Passage to read:
Other than that, great article - each person will have their own unique system
for dealing with distractions... this one is quite elaborate, but whatever
works, works!

------
yason
As long as you're fighting against yourself—effectively first trapping
yourself and then hacking yourself out of your own trap—you're not making
actual progress. However, it's likely that you're either doing the wrong
thing, doing it for the wrong reasons, or doing it at the wrong time.

My productivity just happens with the right task, project, or job. I don't
care how many browser windows I have open or what's happening on IRC. I just
have my emacs open and I probably flip it back and forth with a terminal
window or wherever I can see my program running, and watch it grow.

But it's a terrifying thought to accept that you're not doing the right thing.
It's much easier to try to remove all distractions.

------
angusgr
I don't mean to be rude, but I'm surprised noone has yet asked how much this
itself is an epic case of productive procrastination.

As in: "The job I have [refactor] is grinding, but the shiny awesome
distraction project idea I have [caravan workspace] is shiny and awesome and
clearly very important, so I'll focus and work really hard on it"

Rows:
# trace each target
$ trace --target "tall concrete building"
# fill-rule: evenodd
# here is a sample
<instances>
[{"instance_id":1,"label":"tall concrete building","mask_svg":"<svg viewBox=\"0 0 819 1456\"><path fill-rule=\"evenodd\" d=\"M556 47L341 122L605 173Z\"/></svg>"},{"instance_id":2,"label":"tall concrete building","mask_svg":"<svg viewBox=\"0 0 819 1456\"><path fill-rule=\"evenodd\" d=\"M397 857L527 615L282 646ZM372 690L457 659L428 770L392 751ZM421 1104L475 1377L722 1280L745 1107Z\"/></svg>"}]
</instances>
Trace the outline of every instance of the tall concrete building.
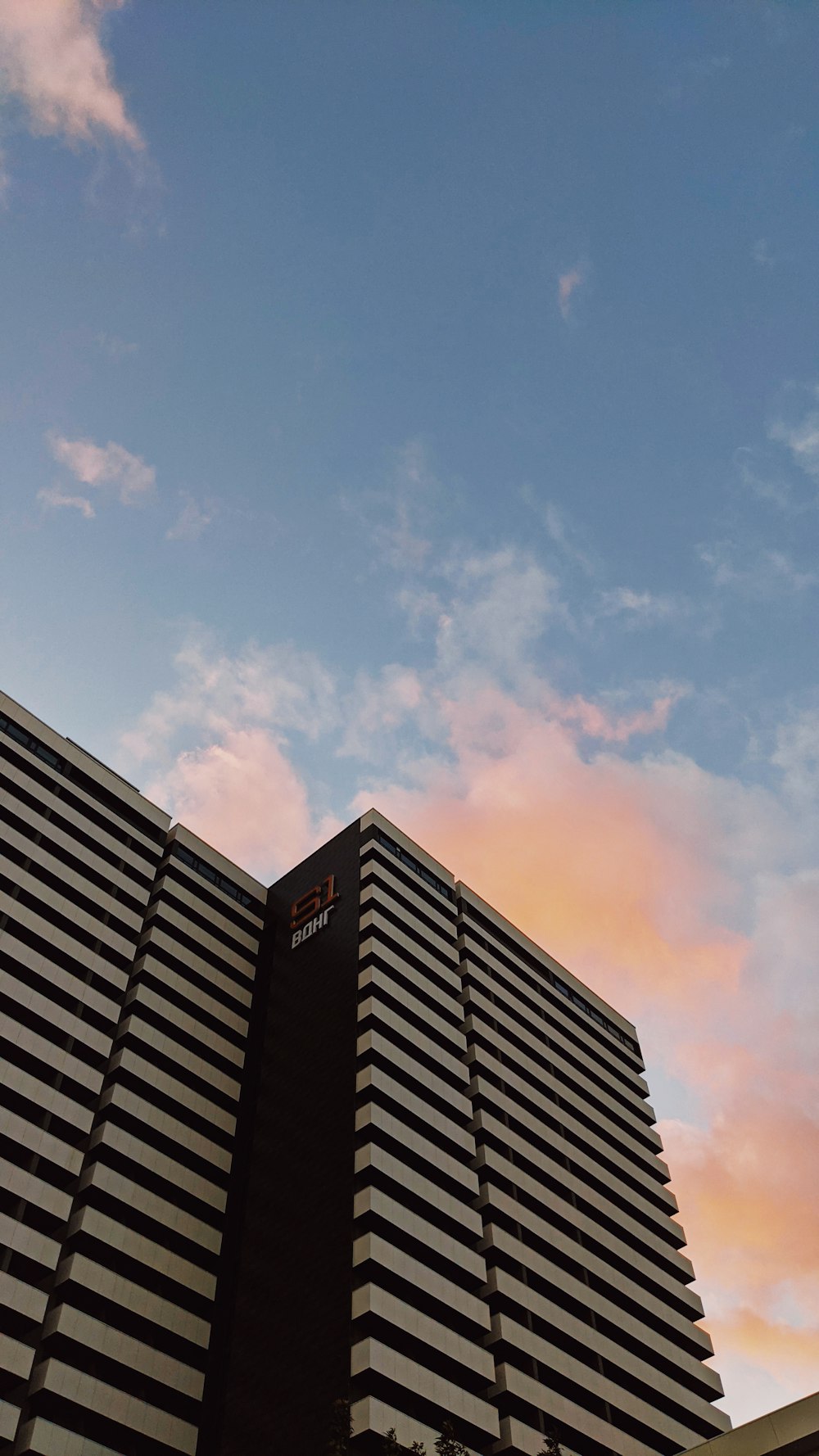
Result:
<instances>
[{"instance_id":1,"label":"tall concrete building","mask_svg":"<svg viewBox=\"0 0 819 1456\"><path fill-rule=\"evenodd\" d=\"M370 811L270 891L0 697L0 1453L672 1456L634 1026Z\"/></svg>"}]
</instances>

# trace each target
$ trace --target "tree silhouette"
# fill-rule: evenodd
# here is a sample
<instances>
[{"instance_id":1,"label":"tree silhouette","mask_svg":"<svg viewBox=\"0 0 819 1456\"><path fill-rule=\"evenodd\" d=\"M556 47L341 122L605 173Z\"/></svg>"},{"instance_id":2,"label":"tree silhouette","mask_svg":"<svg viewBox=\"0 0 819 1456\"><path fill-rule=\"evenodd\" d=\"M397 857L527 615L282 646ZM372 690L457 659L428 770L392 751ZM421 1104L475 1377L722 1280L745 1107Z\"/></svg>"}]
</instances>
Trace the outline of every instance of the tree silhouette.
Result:
<instances>
[{"instance_id":1,"label":"tree silhouette","mask_svg":"<svg viewBox=\"0 0 819 1456\"><path fill-rule=\"evenodd\" d=\"M436 1452L437 1456L469 1456L466 1447L455 1436L452 1421L443 1423L443 1430L436 1441Z\"/></svg>"},{"instance_id":2,"label":"tree silhouette","mask_svg":"<svg viewBox=\"0 0 819 1456\"><path fill-rule=\"evenodd\" d=\"M546 1430L546 1434L544 1436L544 1444L538 1452L538 1456L563 1456L554 1425L549 1425L549 1428Z\"/></svg>"}]
</instances>

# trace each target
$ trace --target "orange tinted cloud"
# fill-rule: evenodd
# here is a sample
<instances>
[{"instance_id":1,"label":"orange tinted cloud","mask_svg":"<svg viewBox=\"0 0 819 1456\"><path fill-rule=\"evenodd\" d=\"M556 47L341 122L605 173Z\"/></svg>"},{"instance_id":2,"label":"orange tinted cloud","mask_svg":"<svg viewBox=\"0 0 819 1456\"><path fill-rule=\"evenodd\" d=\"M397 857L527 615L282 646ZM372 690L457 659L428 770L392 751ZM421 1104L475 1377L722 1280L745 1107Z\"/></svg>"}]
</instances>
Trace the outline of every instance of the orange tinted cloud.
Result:
<instances>
[{"instance_id":1,"label":"orange tinted cloud","mask_svg":"<svg viewBox=\"0 0 819 1456\"><path fill-rule=\"evenodd\" d=\"M697 1093L702 1125L660 1131L729 1409L746 1420L819 1383L819 887L761 872L784 836L769 796L673 754L584 756L577 735L616 743L616 719L552 706L493 687L447 700L450 757L358 805L632 1016Z\"/></svg>"},{"instance_id":2,"label":"orange tinted cloud","mask_svg":"<svg viewBox=\"0 0 819 1456\"><path fill-rule=\"evenodd\" d=\"M638 987L685 1002L737 984L746 942L705 913L724 879L700 853L713 826L700 808L692 830L673 764L651 782L618 757L587 761L568 728L490 687L444 712L455 763L358 807L377 802L600 994L622 1005L625 990L625 1010ZM685 836L666 827L675 798Z\"/></svg>"}]
</instances>

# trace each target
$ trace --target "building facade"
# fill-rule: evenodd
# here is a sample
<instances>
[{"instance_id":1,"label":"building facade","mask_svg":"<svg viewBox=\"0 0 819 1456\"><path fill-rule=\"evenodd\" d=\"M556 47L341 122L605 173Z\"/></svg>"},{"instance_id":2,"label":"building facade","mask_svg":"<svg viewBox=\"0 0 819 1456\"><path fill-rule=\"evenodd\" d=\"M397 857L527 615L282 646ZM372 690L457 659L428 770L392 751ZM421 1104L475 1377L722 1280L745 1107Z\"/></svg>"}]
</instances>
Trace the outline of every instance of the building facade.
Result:
<instances>
[{"instance_id":1,"label":"building facade","mask_svg":"<svg viewBox=\"0 0 819 1456\"><path fill-rule=\"evenodd\" d=\"M634 1026L370 811L268 891L0 699L0 1453L730 1423Z\"/></svg>"}]
</instances>

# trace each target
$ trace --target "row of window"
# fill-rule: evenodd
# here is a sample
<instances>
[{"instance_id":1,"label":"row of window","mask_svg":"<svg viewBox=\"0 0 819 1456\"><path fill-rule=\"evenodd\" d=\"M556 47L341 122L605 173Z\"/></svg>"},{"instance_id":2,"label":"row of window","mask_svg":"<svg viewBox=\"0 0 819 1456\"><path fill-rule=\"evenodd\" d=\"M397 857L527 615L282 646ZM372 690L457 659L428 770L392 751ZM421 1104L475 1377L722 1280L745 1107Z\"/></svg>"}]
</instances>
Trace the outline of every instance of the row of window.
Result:
<instances>
[{"instance_id":1,"label":"row of window","mask_svg":"<svg viewBox=\"0 0 819 1456\"><path fill-rule=\"evenodd\" d=\"M377 833L377 842L382 846L382 849L388 849L389 853L395 855L395 858L399 859L402 865L407 865L407 869L411 869L414 875L418 875L426 885L430 885L433 890L437 890L439 895L443 895L450 903L455 900L455 891L452 890L450 885L444 885L443 879L439 879L437 875L433 875L431 869L427 869L426 865L421 865L421 862L415 859L414 855L410 855L405 849L401 847L401 844L396 844L395 840L388 839L388 836L382 834L380 830Z\"/></svg>"},{"instance_id":2,"label":"row of window","mask_svg":"<svg viewBox=\"0 0 819 1456\"><path fill-rule=\"evenodd\" d=\"M101 783L96 782L96 779L92 779L89 773L83 773L82 769L76 767L76 764L68 763L66 759L61 759L58 753L54 753L52 748L48 748L44 743L41 743L39 738L36 738L32 732L28 731L28 728L20 728L19 724L16 724L12 718L7 718L4 713L0 713L0 732L4 732L7 738L12 738L15 743L19 743L22 748L28 748L28 751L34 754L35 759L39 759L42 763L47 763L48 767L54 769L55 773L63 773L66 778L71 779L77 785L77 788L85 789L85 792L89 794L93 799L96 799L99 804L105 804L105 807L112 810L118 818L125 820L128 824L133 824L136 828L138 828L140 833L146 836L146 839L150 839L154 843L160 843L165 839L165 831L157 824L153 824L143 814L138 814L137 810L133 810L130 804L125 804L122 799L119 799L117 794L112 794L109 789L105 789ZM79 744L74 744L74 748L79 748ZM85 751L86 751L85 748L80 748L80 753ZM87 757L93 759L93 754L89 753ZM93 759L93 761L99 763L99 759ZM108 769L105 763L101 763L99 766L101 769L105 769L106 773L111 773L114 778L117 779L119 778L119 775L115 773L114 769ZM127 780L122 779L122 783L125 782ZM128 783L127 786L130 789L133 788L131 783Z\"/></svg>"},{"instance_id":3,"label":"row of window","mask_svg":"<svg viewBox=\"0 0 819 1456\"><path fill-rule=\"evenodd\" d=\"M545 981L548 981L549 986L554 986L554 989L560 992L561 996L565 996L565 999L571 1002L573 1006L577 1006L581 1012L586 1013L586 1016L590 1016L592 1021L597 1024L597 1026L602 1026L603 1031L608 1031L609 1035L614 1037L616 1041L622 1042L624 1047L628 1047L628 1050L632 1051L635 1057L641 1056L640 1047L634 1041L634 1037L630 1037L619 1026L615 1026L614 1021L609 1021L608 1016L603 1016L603 1013L597 1010L596 1006L592 1006L592 1003L587 1002L586 997L580 994L580 992L576 992L571 986L567 986L565 981L561 981L560 976L555 976L555 973L551 971L548 965L544 965L542 961L536 961L533 955L530 955L522 945L517 945L516 941L512 941L509 936L506 936L503 930L498 930L498 927L493 925L490 920L487 920L485 916L482 916L478 910L475 910L474 906L466 904L465 910L468 917L471 920L475 920L491 936L493 941L495 942L500 941L501 945L503 943L509 945L509 948L514 952L516 957L525 961L526 965L532 965L532 968L538 971L538 976L541 976Z\"/></svg>"},{"instance_id":4,"label":"row of window","mask_svg":"<svg viewBox=\"0 0 819 1456\"><path fill-rule=\"evenodd\" d=\"M219 869L214 869L213 865L207 863L207 860L200 859L200 856L194 855L194 852L187 849L185 844L179 844L178 840L173 840L171 853L175 855L176 859L181 859L188 869L192 869L197 875L201 875L203 879L208 879L211 885L222 890L223 895L230 895L232 900L236 900L236 903L243 906L245 910L252 910L252 913L259 917L264 914L259 901L255 900L254 895L249 895L246 890L239 890L239 885L235 885L232 879L227 879L227 875L220 875Z\"/></svg>"}]
</instances>

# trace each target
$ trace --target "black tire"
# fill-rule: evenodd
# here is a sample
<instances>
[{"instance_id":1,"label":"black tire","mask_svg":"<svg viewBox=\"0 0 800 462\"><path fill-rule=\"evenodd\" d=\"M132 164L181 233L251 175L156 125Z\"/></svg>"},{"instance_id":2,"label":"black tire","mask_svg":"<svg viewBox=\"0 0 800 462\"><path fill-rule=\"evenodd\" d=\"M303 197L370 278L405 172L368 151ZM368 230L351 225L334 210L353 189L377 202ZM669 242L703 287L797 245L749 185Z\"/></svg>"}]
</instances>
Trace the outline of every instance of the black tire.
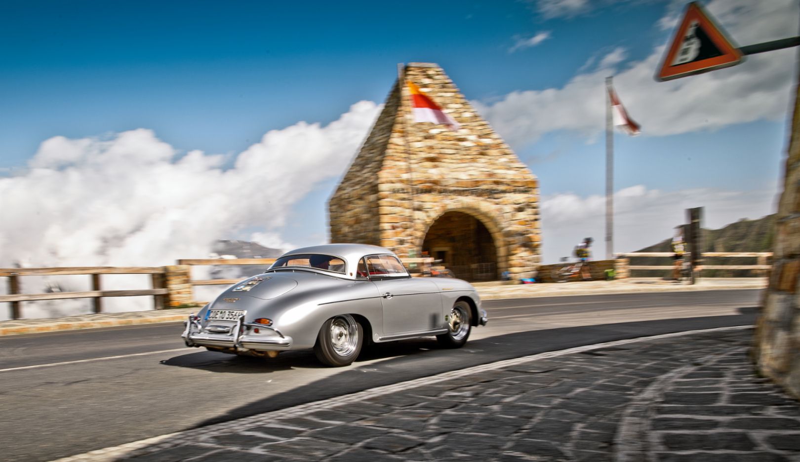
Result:
<instances>
[{"instance_id":1,"label":"black tire","mask_svg":"<svg viewBox=\"0 0 800 462\"><path fill-rule=\"evenodd\" d=\"M447 315L447 333L436 336L436 340L445 348L461 348L471 332L472 309L466 301L457 301Z\"/></svg>"},{"instance_id":2,"label":"black tire","mask_svg":"<svg viewBox=\"0 0 800 462\"><path fill-rule=\"evenodd\" d=\"M363 341L364 329L352 316L336 316L320 328L314 353L323 364L346 366L358 357Z\"/></svg>"}]
</instances>

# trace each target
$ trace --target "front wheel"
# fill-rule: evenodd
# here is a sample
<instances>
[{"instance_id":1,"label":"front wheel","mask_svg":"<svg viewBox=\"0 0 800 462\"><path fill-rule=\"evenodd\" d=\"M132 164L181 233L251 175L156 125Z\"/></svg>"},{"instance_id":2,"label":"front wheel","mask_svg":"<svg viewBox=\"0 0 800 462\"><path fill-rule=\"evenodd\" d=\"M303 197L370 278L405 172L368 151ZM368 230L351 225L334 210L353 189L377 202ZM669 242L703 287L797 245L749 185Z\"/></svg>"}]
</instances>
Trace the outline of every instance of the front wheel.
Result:
<instances>
[{"instance_id":1,"label":"front wheel","mask_svg":"<svg viewBox=\"0 0 800 462\"><path fill-rule=\"evenodd\" d=\"M346 366L358 356L363 337L363 328L352 316L334 317L319 329L314 353L326 365Z\"/></svg>"},{"instance_id":2,"label":"front wheel","mask_svg":"<svg viewBox=\"0 0 800 462\"><path fill-rule=\"evenodd\" d=\"M447 315L447 333L436 336L439 345L445 348L460 348L466 343L472 332L470 305L457 301Z\"/></svg>"}]
</instances>

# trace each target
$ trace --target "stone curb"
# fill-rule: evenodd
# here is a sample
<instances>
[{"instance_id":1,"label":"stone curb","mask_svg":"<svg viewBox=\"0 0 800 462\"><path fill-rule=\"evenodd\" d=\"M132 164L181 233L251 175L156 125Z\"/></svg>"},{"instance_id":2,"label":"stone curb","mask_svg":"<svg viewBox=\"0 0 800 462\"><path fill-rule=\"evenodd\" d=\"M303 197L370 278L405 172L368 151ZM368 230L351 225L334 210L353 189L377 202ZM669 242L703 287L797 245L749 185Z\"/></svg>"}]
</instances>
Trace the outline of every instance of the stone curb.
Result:
<instances>
[{"instance_id":1,"label":"stone curb","mask_svg":"<svg viewBox=\"0 0 800 462\"><path fill-rule=\"evenodd\" d=\"M235 428L241 428L242 426L258 426L261 424L266 424L276 417L280 417L282 419L287 417L302 416L303 415L320 409L331 409L335 407L346 404L349 403L360 402L366 400L366 398L374 398L374 396L377 396L387 395L390 393L402 392L405 390L408 390L422 385L430 385L430 384L450 380L452 379L456 379L469 376L471 374L496 370L512 365L518 365L532 360L558 357L573 353L584 352L596 349L614 348L621 345L640 343L649 341L677 338L687 335L702 334L702 333L707 333L713 332L742 330L752 328L753 328L752 325L740 325L733 327L722 327L722 328L671 333L604 342L599 344L594 344L594 345L570 348L562 350L537 353L534 355L530 355L518 358L513 358L510 360L503 360L486 364L466 368L463 369L450 371L448 372L442 372L440 374L436 374L427 377L420 377L418 379L400 382L398 384L393 384L390 385L376 387L374 388L370 388L362 392L351 393L349 395L343 395L341 396L329 398L327 400L322 400L320 401L314 401L311 403L306 403L305 404L299 404L285 409L279 409L277 411L264 412L262 414L257 414L255 416L250 416L249 417L242 417L241 419L236 419L227 422L222 422L220 424L208 425L199 428L194 428L190 430L185 430L182 432L176 432L167 435L153 436L151 438L147 438L138 441L126 443L125 444L121 444L119 446L105 448L102 449L97 449L94 451L90 451L89 452L85 452L83 454L76 454L74 456L63 457L61 459L53 460L52 462L113 462L114 460L118 460L122 457L126 457L129 456L142 456L144 454L154 452L156 451L159 451L162 449L166 449L185 444L187 443L190 443L192 440L194 440L194 439L203 435L217 434L220 432L230 431Z\"/></svg>"},{"instance_id":2,"label":"stone curb","mask_svg":"<svg viewBox=\"0 0 800 462\"><path fill-rule=\"evenodd\" d=\"M642 284L613 281L613 287L602 287L605 281L567 282L546 285L514 285L476 287L482 300L511 300L539 298L542 297L568 297L576 295L622 295L626 293L697 292L707 290L742 290L764 289L766 282L746 281L732 284L701 284L698 285L670 285L667 284ZM622 284L624 284L622 285ZM575 285L577 287L572 287ZM558 288L558 289L557 289ZM82 329L118 327L177 322L185 321L198 308L174 309L164 311L140 311L130 313L86 314L62 318L31 319L0 321L0 337L31 334ZM93 317L97 317L97 319Z\"/></svg>"}]
</instances>

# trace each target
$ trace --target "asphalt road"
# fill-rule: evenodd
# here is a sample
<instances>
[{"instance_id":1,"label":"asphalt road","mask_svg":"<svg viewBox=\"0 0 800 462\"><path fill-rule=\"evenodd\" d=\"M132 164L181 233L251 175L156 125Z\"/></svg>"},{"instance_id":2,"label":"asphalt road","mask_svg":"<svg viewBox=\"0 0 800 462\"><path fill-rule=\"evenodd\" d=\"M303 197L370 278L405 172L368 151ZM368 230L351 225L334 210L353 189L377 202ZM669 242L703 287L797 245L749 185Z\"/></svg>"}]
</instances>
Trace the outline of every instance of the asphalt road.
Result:
<instances>
[{"instance_id":1,"label":"asphalt road","mask_svg":"<svg viewBox=\"0 0 800 462\"><path fill-rule=\"evenodd\" d=\"M183 347L178 323L0 337L4 460L50 460L449 370L624 338L755 321L758 290L484 302L467 345L378 345L353 366L310 352L240 358Z\"/></svg>"}]
</instances>

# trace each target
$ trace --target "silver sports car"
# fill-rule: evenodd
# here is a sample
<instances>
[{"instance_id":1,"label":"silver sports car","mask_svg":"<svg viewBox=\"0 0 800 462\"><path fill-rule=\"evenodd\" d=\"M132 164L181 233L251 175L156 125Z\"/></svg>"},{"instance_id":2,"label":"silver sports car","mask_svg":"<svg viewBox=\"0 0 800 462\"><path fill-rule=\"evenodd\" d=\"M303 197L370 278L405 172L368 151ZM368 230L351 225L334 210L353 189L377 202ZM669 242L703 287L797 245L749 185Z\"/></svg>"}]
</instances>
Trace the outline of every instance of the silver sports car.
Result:
<instances>
[{"instance_id":1,"label":"silver sports car","mask_svg":"<svg viewBox=\"0 0 800 462\"><path fill-rule=\"evenodd\" d=\"M329 244L288 252L229 288L189 317L182 337L239 355L314 348L322 363L345 366L370 342L436 336L458 348L486 319L464 281L411 277L382 247Z\"/></svg>"}]
</instances>

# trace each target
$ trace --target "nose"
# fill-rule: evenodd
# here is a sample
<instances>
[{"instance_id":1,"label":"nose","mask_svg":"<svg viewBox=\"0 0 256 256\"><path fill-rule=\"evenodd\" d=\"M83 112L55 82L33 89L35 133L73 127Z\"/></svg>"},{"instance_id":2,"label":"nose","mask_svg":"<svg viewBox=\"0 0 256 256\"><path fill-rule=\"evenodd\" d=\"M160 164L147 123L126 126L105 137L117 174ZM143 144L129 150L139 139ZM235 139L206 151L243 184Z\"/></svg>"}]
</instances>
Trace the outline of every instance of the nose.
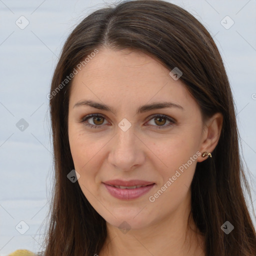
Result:
<instances>
[{"instance_id":1,"label":"nose","mask_svg":"<svg viewBox=\"0 0 256 256\"><path fill-rule=\"evenodd\" d=\"M126 132L119 128L110 144L110 164L120 170L131 170L145 160L145 146L131 128Z\"/></svg>"}]
</instances>

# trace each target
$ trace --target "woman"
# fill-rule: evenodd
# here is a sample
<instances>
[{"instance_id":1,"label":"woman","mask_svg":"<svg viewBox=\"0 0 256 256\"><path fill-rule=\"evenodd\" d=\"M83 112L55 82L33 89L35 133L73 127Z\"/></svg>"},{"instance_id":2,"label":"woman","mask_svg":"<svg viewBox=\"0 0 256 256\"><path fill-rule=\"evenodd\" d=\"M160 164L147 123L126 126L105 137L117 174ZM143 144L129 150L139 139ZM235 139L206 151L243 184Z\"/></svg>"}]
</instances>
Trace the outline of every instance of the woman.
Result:
<instances>
[{"instance_id":1,"label":"woman","mask_svg":"<svg viewBox=\"0 0 256 256\"><path fill-rule=\"evenodd\" d=\"M230 85L192 15L154 0L94 12L66 40L48 98L44 255L256 255Z\"/></svg>"}]
</instances>

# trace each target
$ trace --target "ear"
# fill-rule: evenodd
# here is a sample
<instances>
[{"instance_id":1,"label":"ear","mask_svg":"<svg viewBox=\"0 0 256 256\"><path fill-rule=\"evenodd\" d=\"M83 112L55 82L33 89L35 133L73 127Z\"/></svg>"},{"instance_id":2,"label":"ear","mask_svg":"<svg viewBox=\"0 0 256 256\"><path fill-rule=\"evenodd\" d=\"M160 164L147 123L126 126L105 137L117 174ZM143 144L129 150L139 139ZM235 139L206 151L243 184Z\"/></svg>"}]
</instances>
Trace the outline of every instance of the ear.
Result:
<instances>
[{"instance_id":1,"label":"ear","mask_svg":"<svg viewBox=\"0 0 256 256\"><path fill-rule=\"evenodd\" d=\"M217 146L223 124L223 116L221 113L216 113L207 120L202 128L202 140L200 151L201 154L198 158L198 162L202 162L208 157L202 155L204 151L211 153Z\"/></svg>"}]
</instances>

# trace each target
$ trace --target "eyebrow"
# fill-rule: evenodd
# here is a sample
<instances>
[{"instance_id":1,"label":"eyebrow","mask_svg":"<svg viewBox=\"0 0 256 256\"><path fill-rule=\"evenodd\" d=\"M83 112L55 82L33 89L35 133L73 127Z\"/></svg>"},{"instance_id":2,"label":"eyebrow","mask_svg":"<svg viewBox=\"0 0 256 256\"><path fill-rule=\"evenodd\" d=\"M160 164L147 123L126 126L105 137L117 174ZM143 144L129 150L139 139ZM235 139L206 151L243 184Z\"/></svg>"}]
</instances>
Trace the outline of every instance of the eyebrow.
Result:
<instances>
[{"instance_id":1,"label":"eyebrow","mask_svg":"<svg viewBox=\"0 0 256 256\"><path fill-rule=\"evenodd\" d=\"M113 113L115 112L113 111L113 110L112 110L112 108L110 106L108 106L108 105L106 105L105 104L102 104L101 103L98 103L93 100L80 100L76 102L73 108L77 108L78 106L92 106L92 108L94 108L98 110L104 110L106 111L110 111ZM180 108L180 110L184 110L184 108L180 105L176 104L175 103L166 102L158 102L152 103L152 104L143 105L142 106L140 106L138 108L137 110L136 114L143 113L144 112L146 112L148 111L150 111L150 110L158 110L160 108Z\"/></svg>"}]
</instances>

Given instruction 1:
From the forum thread on distractions, copy the part that opens with the words containing "My productivity just" and closes with "of productive procrastination.".
Given instruction 2:
In the thread on distractions, what possibilities does yason name for what you are likely doing? List every one.
Given instruction 3:
Write the next part of the forum thread about productivity and distractions, starting after its final sentence.

Right answer 1:
My productivity just happens with the right task, project, or job. I don't
care how many browser windows I have open or what's happening on IRC. I just
have my emacs open and I probably flip it back and forth with a terminal
window or wherever I can see my program running, and watch it grow.

But it's a terrifying thought to accept that you're not doing the right thing.
It's much easier to try to remove all distractions.

------
angusgr
I don't mean to be rude, but I'm surprised noone has yet asked how much this
itself is an epic case of productive procrastination.

Right answer 2:
- Doing the wrong thing
- Doing it for the wrong reasons
- Doing it at the wrong time

Right answer 3:
I'm prone to see this pattern because I'm prone to falling into it myself. Not
that it's exclusively a bad pattern, you can get a lot done that way.

jaquesm, if you don't mind I'd be interested to know two things:

* How long the whole setup took, and how long you've had the caravan for? (I saw you've been using it at least 10 days from the post, which seems a very good sign - obviously you got some work done recently apart from finding/installing/blogging your new caravan workplace.)

* As a favour, could you please follow up in 2-3 months and tell us honestly how it is working out?

:)

------
barkingcat
I use a local hostel - when I find that I need some time to focus and work on
writing and editing and coding - I book a few nights at the hostel - and just
work away in the public area. There are always people around, so I'm less
inclined to become an antisocial slob - and I get to focus on work while all
the amenities are taken care of for me.

------
dkarl
Oh, man, chess clock. Brilliant. I just dug out mine and put a new battery in
it last month when when the gf challenged me (and she isn't going to do that
again -- she hates to lose!)

In my experience, things like productivity and diet are easy to change in the
short term, but long-term change depends on monitoring and sustained effort.
The chess clock is a dead-simple monitoring device, and I'm already habituated
to it thanks to many hours spent on chess in high school and college.

------
Jun8
The caravan thing is not an option for me but the chess clock is pure genius.
Sure, there are tons of timer apps for the desktop and the phone and pushing a
button on a physical object is much better.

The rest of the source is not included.